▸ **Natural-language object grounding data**
○ ○ ○ ○

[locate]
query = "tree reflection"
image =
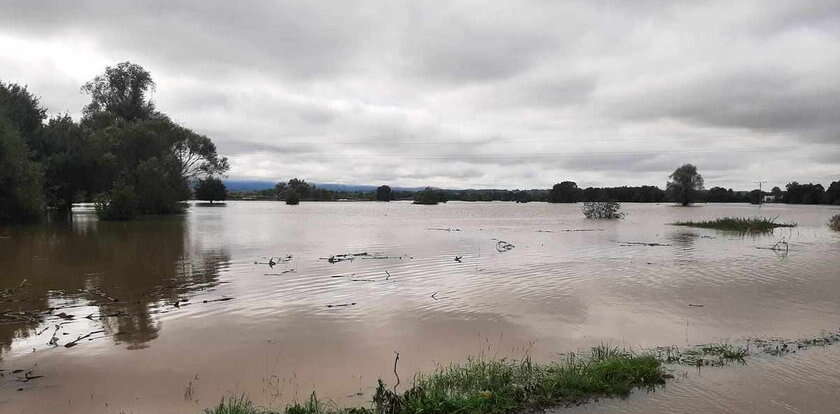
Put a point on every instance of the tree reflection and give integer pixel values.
(128, 272)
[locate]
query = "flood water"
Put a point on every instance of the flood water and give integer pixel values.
(184, 310)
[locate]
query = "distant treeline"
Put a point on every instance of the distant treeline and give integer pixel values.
(565, 192)
(123, 154)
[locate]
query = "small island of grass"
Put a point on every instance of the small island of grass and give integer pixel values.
(495, 386)
(739, 224)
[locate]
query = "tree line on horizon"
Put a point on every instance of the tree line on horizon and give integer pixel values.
(123, 154)
(685, 186)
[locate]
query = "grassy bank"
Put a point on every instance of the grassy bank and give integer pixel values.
(495, 386)
(740, 224)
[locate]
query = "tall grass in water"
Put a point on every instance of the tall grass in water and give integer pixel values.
(497, 386)
(744, 225)
(834, 223)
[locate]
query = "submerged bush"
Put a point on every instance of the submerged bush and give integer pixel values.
(602, 210)
(496, 386)
(740, 224)
(120, 204)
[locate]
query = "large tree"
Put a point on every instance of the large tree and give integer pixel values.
(684, 184)
(210, 189)
(122, 90)
(383, 193)
(20, 178)
(565, 192)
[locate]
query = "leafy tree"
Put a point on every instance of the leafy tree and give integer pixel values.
(20, 178)
(121, 90)
(383, 193)
(804, 193)
(120, 203)
(832, 195)
(292, 198)
(521, 196)
(210, 189)
(197, 154)
(429, 196)
(23, 111)
(684, 184)
(565, 192)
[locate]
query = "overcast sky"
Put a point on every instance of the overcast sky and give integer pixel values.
(457, 94)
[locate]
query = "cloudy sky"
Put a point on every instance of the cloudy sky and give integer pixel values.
(479, 94)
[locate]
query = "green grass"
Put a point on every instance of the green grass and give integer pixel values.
(834, 223)
(744, 225)
(495, 386)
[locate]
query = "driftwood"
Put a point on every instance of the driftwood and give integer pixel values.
(76, 341)
(503, 246)
(625, 244)
(341, 305)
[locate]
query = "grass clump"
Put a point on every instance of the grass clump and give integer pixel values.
(608, 210)
(497, 386)
(834, 223)
(740, 224)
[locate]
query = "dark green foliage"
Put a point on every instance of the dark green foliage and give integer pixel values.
(834, 223)
(430, 196)
(521, 196)
(20, 178)
(22, 110)
(498, 386)
(383, 193)
(565, 192)
(292, 197)
(210, 189)
(739, 224)
(804, 193)
(119, 204)
(608, 210)
(684, 184)
(121, 90)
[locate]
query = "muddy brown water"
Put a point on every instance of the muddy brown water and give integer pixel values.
(184, 310)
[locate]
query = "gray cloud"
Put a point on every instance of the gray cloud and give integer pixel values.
(466, 93)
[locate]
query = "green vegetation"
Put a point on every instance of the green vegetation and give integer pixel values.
(20, 178)
(685, 184)
(496, 386)
(834, 223)
(210, 189)
(123, 154)
(739, 224)
(704, 355)
(430, 196)
(608, 210)
(384, 193)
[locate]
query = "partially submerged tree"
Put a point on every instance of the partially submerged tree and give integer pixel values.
(429, 196)
(565, 192)
(607, 210)
(383, 193)
(210, 189)
(20, 178)
(684, 184)
(122, 90)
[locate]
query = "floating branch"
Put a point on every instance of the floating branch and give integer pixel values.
(625, 244)
(503, 246)
(341, 305)
(76, 341)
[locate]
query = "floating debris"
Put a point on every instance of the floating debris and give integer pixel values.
(342, 305)
(625, 244)
(503, 246)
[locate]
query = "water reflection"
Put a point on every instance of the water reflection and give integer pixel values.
(83, 276)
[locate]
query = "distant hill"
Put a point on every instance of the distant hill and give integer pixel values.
(257, 185)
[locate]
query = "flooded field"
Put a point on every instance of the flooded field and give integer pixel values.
(167, 315)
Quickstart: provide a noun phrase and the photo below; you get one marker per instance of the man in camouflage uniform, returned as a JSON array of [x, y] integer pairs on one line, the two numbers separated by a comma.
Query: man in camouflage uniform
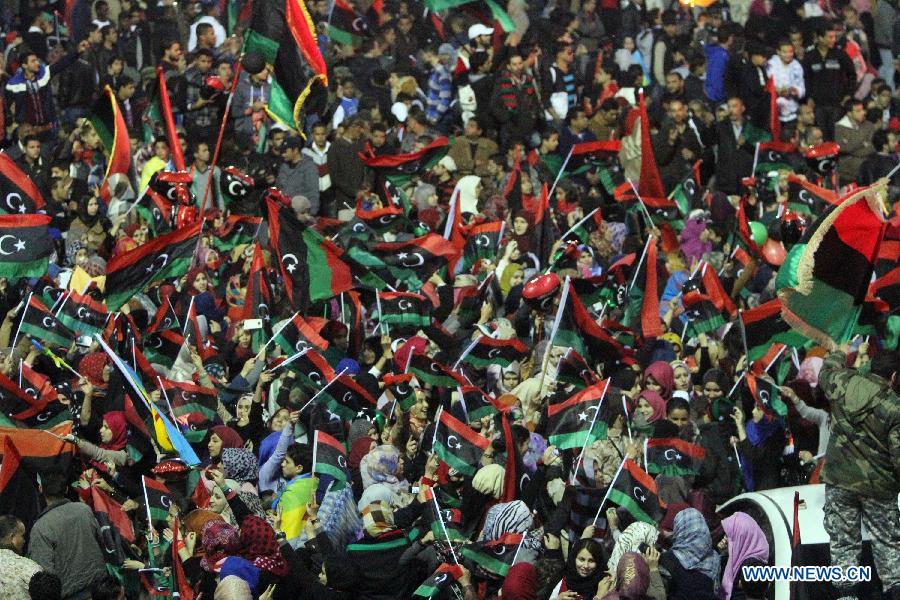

○ ○ ○ ○

▸ **What you need to do**
Exclude the pictures. Write out the remaining data exactly.

▸ **Exercise response**
[locate]
query = "tree reflection"
image =
Put a point on every instance of the tree reflection and give integer pixel values.
(128, 272)
[locate]
query = "flood water"
Put a point on every instance of the flood water and give integer pixel values.
(184, 310)
[locate]
query = "distant treeline"
Put a point on every instance of the distant treeline and give integer pixel values.
(565, 192)
(123, 154)
[locate]
query = "small island of grass"
Put a point on every instance of the small island of grass and give integer pixel values.
(495, 386)
(739, 224)
[locate]
query = "tree line on horizon"
Put a point on every instance of the tree line on horizon and give integer pixel values.
(123, 154)
(685, 186)
[locate]
query = "grassy bank"
Put a point on every instance of the grassy bank and give integer pixel values.
(495, 386)
(740, 224)
[locate]
query = "tall grass in water"
Put a point on every instance of the tall grass in water and give integer pixel values.
(497, 386)
(744, 225)
(834, 223)
[locate]
query = "submerged bush"
Put a point on every instance of the submerged bush and give integer pixel values.
(602, 210)
(496, 386)
(740, 224)
(120, 204)
[locate]
query = "large tree"
Put a point on every instance of the large tree and give integer pixel values.
(684, 184)
(210, 189)
(122, 90)
(383, 193)
(20, 178)
(565, 192)
[locate]
query = "leafy tree"
Put a point on every instance of the leafy tree and give integer pixel values.
(20, 178)
(121, 90)
(383, 193)
(804, 193)
(120, 203)
(832, 195)
(292, 198)
(521, 196)
(210, 189)
(197, 154)
(429, 196)
(23, 111)
(684, 184)
(565, 192)
[locate]
query = "overcast sky"
Put a point on every instance of the overcast sky and give integer pixel values.
(457, 94)
[locate]
query = "cloudy sky"
Put a point on every instance of the cloudy sky and give integer pixel values.
(479, 94)
[locate]
query = "green grass"
Put a point on every instance of the green grass and give integer pixel values.
(834, 223)
(744, 225)
(495, 386)
[locate]
query = "driftwood"
Put a point on every instance of the driftwood and give integer pixel values.
(76, 341)
(503, 246)
(625, 244)
(341, 305)
[locate]
query = "grass clump"
Put a point on every instance of the grass clump and give integer pixel values.
(608, 210)
(497, 386)
(834, 223)
(740, 224)
[locate]
query = "dark green foliage"
Put a point on every instance of the dark green foliage and give integer pixel values.
(834, 223)
(430, 196)
(521, 196)
(20, 178)
(22, 110)
(498, 386)
(383, 193)
(565, 192)
(292, 197)
(210, 189)
(739, 224)
(804, 193)
(119, 204)
(608, 210)
(684, 184)
(121, 90)
[locate]
query = "muddy brown water"
Put a point on every instance of the muddy brown water and give integer pixel values.
(184, 310)
[locate]
query = "gray cloud"
Put a point on every instance of the gray cloud and give integer pixel values.
(466, 93)
[locate]
query = "green vegetation"
Put a point on every instance of the green vegetation and give integer pixel values.
(20, 178)
(685, 184)
(496, 386)
(834, 223)
(210, 189)
(123, 154)
(739, 224)
(704, 355)
(430, 196)
(608, 210)
(384, 193)
[locate]
query = "partially submerged tree"
Put a point on every instance of the partially submerged tree and give integer pixel values.
(429, 196)
(565, 192)
(607, 210)
(383, 193)
(210, 189)
(20, 178)
(684, 184)
(122, 90)
[locate]
query = "floating branch"
Put a point on every instance of the floating branch and give integer pixel values.
(625, 244)
(503, 246)
(341, 305)
(76, 341)
[locate]
query = "floating debris"
Put a point on every instance of the floating debris and give integer pixel values.
(342, 305)
(625, 244)
(503, 246)
[locate]
query = "water reflection"
Put a point on every instance of the water reflection and give integer pixel values.
(83, 276)
[locate]
query = "distant hill"
Put a point on every instance of the distant hill and give integer pixel values.
(257, 185)
[locate]
query = "flooded field"
Put a point on every instance of the flooded field and give integer pixel values.
(167, 315)
Quickstart: provide a noun phrase and the photo below; you get one marker per instance of the man in camouflage uniform, returned as a JSON array of [x, y] integer pairs on one line, the two numbers separated by a comma.
Query: man in camouflage uniform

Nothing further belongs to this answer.